Return, unchanged, each line of the data below that contains the string "wooden". The match is case-sensitive.

══════

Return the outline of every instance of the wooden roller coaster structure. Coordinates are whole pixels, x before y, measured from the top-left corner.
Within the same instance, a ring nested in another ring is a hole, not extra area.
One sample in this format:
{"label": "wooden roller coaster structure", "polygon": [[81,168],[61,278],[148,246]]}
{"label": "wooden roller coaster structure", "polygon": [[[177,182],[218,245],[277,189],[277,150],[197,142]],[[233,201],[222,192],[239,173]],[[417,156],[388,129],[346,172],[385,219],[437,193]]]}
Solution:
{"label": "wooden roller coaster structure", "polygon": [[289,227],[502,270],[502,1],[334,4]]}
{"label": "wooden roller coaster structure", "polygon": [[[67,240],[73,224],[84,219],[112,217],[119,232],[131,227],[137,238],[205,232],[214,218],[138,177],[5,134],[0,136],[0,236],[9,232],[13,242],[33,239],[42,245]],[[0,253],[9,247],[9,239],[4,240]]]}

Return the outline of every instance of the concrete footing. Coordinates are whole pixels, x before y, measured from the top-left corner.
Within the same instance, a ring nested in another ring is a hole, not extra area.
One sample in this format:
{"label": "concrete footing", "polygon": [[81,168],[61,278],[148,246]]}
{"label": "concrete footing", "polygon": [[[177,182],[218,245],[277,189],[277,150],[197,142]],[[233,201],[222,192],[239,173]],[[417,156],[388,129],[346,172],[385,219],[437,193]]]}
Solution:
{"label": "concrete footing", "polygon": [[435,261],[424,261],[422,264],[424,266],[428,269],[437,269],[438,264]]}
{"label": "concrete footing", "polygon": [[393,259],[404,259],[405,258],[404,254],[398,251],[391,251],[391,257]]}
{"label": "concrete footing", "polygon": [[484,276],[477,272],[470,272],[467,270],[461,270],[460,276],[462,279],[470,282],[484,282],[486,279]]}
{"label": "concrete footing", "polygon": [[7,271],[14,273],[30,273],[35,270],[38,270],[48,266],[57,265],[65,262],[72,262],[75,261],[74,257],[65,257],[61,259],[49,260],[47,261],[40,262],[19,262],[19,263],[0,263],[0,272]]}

══════

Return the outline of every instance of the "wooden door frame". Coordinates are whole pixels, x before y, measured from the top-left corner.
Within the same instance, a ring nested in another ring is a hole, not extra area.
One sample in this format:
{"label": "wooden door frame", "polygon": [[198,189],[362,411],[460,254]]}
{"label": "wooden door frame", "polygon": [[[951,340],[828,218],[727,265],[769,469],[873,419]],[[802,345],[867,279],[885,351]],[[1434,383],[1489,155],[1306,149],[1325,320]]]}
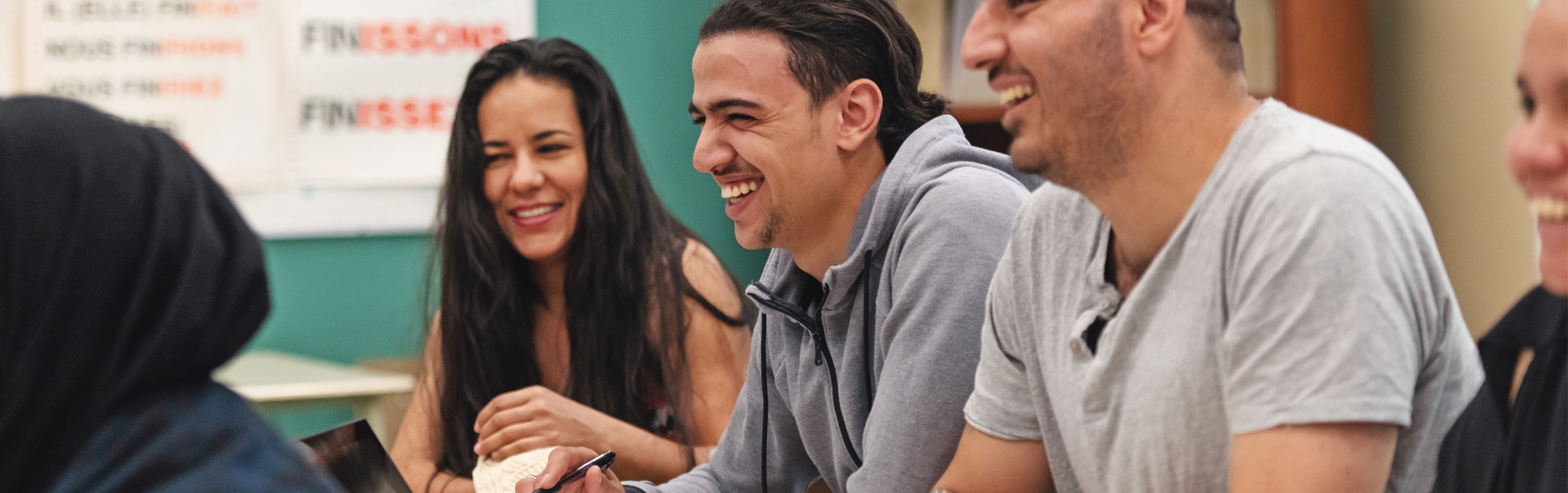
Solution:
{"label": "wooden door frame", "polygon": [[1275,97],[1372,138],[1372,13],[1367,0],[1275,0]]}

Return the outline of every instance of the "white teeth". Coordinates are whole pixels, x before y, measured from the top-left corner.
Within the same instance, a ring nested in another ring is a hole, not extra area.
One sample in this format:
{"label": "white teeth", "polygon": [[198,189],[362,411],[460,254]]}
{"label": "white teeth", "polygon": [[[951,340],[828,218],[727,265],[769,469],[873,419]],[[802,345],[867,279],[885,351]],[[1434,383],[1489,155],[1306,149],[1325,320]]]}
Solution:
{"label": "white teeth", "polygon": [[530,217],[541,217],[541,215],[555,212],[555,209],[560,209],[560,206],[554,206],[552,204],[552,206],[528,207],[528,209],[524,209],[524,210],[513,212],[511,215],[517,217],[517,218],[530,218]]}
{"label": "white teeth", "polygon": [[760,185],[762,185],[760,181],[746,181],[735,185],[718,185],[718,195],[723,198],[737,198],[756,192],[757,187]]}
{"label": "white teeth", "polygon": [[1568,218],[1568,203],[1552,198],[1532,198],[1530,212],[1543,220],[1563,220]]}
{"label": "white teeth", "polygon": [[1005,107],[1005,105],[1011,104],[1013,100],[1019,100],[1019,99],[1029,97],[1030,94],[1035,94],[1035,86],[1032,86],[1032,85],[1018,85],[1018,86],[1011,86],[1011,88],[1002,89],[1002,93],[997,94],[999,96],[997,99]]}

══════

■ Response for this exercise:
Return the outline of every instance of the wooden roller coaster structure. Coordinates are whole pixels, x before y, measured from the top-left corner.
{"label": "wooden roller coaster structure", "polygon": [[81,168],[61,278],[148,246]]}
{"label": "wooden roller coaster structure", "polygon": [[[177,182],[218,245],[277,189],[277,150],[197,142]],[[233,201],[222,192],[239,173]],[[417,156],[388,129],[346,172],[385,219],[437,193]]]}
{"label": "wooden roller coaster structure", "polygon": [[289,227],[502,270],[502,1],[334,4]]}
{"label": "wooden roller coaster structure", "polygon": [[[67,240],[73,224],[84,219],[112,217],[119,232],[131,227],[137,238],[205,232],[214,218],[138,177],[5,134],[0,136],[0,236],[9,232],[13,242],[33,239],[42,245]],[[0,253],[9,247],[9,239],[4,240]]]}
Return the outline of every instance of the "wooden door frame". Coordinates are whole pixels, x before y, measured from the top-left corner.
{"label": "wooden door frame", "polygon": [[198,189],[362,411],[460,254]]}
{"label": "wooden door frame", "polygon": [[[951,340],[828,218],[727,265],[769,469],[873,419]],[[802,345],[867,279],[885,351]],[[1434,383],[1489,155],[1306,149],[1325,320]]]}
{"label": "wooden door frame", "polygon": [[1275,97],[1372,138],[1372,13],[1367,0],[1275,0]]}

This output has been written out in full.